──────── Extrait

Language of document : ECLI:EU:T:2009:304

Affaire T-211/05

République italienne

contre

Commission des Communautés européennes

« Aides d'État — Régime d'aides mis en place par les autorités italiennes en faveur des entreprises nouvellement cotées en bourse — Décision déclarant l'aide incompatible avec le marché commun et ordonnant sa récupération — Obligation de motivation — Caractère sélectif — Affectation des échanges entre États membres — Atteinte à la concurrence »

Sommaire de l'arrêt

1.      Aides accordées par les États — Examen par la Commission — Phase préliminaire et phase contradictoire — Compatibilité d'une aide avec le marché commun — Difficultés d'appréciation — Obligation de la Commission d'ouvrir la procédure contradictoire — Obligation d'aborder au préalable la mesure d'aide avec l'État membre concerné et d'examiner la situation à la lumière des éléments fournis par celui-ci

(Art. 87, § 1, CE et 88, § 2 et 3, CE; règlement du Conseil nº 659/1999, art. 4, § 4)

2.      Droit communautaire — Principes — Droits de la défense — Application aux procédures administratives engagées par la Commission — Examen des projets d'aides

(Art. 88, § 3, CE)

3.      Aides accordées par les États — Examen par la Commission — Décision d'ouvrir la procédure formelle d'examen prévue à l'article 88, paragraphe 2, CE — Obligation de motivation

(Art. 88, § 2, CE; règlement du Conseil nº 659/1999, art. 6, § 1)

4.      Aides accordées par les États — Décision de la Commission constatant l'incompatibilité d'une aide avec le marché commun — Obligation de motivation

(Art. 88, § 2, CE et 253 CE)

5.      Aides accordées par les États — Notion — Caractère sélectif de la mesure — Mesure d'allègement fiscal applicable aux entreprises nouvellement cotées en bourse — Inclusion — Justification par la nature et l'économie du système fiscal national — Démonstration incombant à l'État membre concerné

(Art. 87, § 1, CE)

────────────────

● **Consignes**:
a: Indiquez si chacun des énoncés (i), (ii) et (iii) concorde avec le sommaire de l'arrêt. Répondez par oui ou par non en citant les mots décisifs du sommaire.
(i) Le régime d'aides en cause bénéficie aux entreprises nouvellement cotées en bourse.
(ii) La décision de la Commission déclare l'aide compatible avec le marché commun.
(iii) D'après le point 5, c'est à la Commission de démontrer la justification par la nature et l'économie du système fiscal national.
b: Poursuivez le sommaire de l'arrêt à la suite de son dernier point.
Les données ci-après proviennent d'une source distincte du sommaire de l'arrêt.

──────── Données brutes

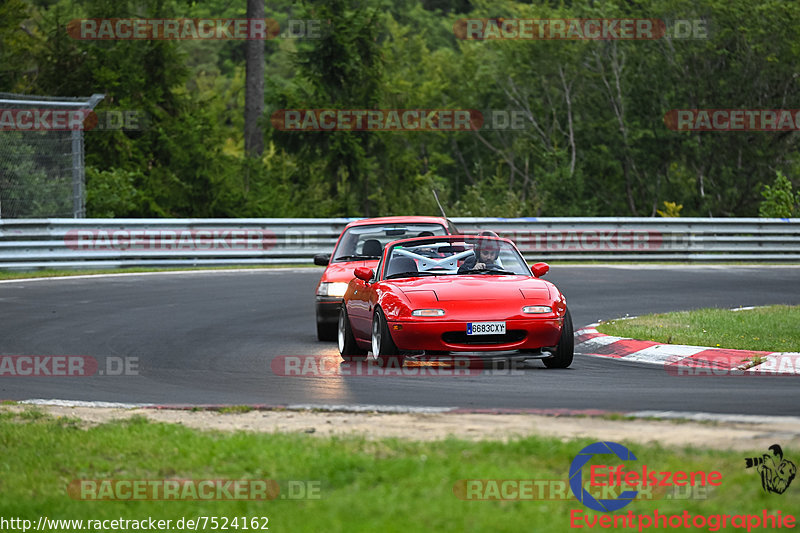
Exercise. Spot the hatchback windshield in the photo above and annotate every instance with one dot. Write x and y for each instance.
(458, 255)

────────────────

● **Réponses aux consignes**:
a:
(i) Oui : « Régime d'aides mis en place par les autorités italiennes en faveur des entreprises nouvellement cotées en bourse ».
(ii) Non : « Décision déclarant l'aide incompatible avec le marché commun et ordonnant sa récupération ».
(iii) Non : « Démonstration incombant à l'État membre concerné ».

b:
6.      Aides accordées par les États — Affectation des échanges entre États membres — Atteinte à la concurrence — Aide de faible importance dans un secteur connaissant une vive concurrence

(Art. 87, § 1, CE)

7.      Aides accordées par les États — Interdiction — Dérogations — Aides pouvant bénéficier de la dérogation prévue à l'article 87, paragraphe 3, sous c), CE

(Art. 87, § 3, c), CE)

1.      Dans le cadre de la procédure de contrôle des aides d'État, prévue à l'article 88 CE, doivent être distinguées, d'une part, la phase préliminaire d'examen des aides instituée par le paragraphe 3 de cet article, qui a seulement pour objet de permettre à la Commission de se former une première opinion tant sur le caractère d'aide d'État de la mesure concernée que sur la compatibilité partielle ou totale de l'aide en cause avec le marché commun, et, d'autre part, la phase formelle d'examen visée par le paragraphe 2 du même article. Ce n'est que dans le cadre de cette dernière, qui est destinée à permettre à la Commission d'avoir une information complète sur l'ensemble des données de l'affaire, que le traité CE prévoit l'obligation, pour la Commission, de mettre en demeure les intéressés de présenter leurs observations. Conformément à l'article 4, paragraphe 4, du règlement nº 659/1999, relatif à l'application de l'article 88 CE, la Commission est tenue d'ouvrir la procédure prévue par l'article 88, paragraphe 2, CE si un premier examen ne lui a pas permis de surmonter toutes les difficultés soulevées par la question de savoir si une mesure étatique soumise à son contrôle constitue une aide au sens de l'article 87, paragraphe 1, CE, à tout le moins lorsque, lors de ce premier examen, elle n'a pas été en mesure d'acquérir la conviction que la mesure concernée, à supposer qu'elle constitue une aide, est en tout état de cause compatible avec le marché commun.

Compte tenu des conséquences juridiques d'une décision d'ouvrir la procédure prévue à l'article 88, paragraphe 2, CE, en qualifiant provisoirement des mesures d'aides nouvelles alors que l'État membre concerné est susceptible de ne pas souscrire à cette qualification, la Commission doit aborder au préalable les mesures en cause avec l'État membre concerné, afin que celui-ci ait l'occasion d'indiquer, le cas échéant, à celle-ci que, selon lui, lesdites mesures ne constituent pas des aides ou qu'elles constituent des aides existantes.

(cf. points 35-37)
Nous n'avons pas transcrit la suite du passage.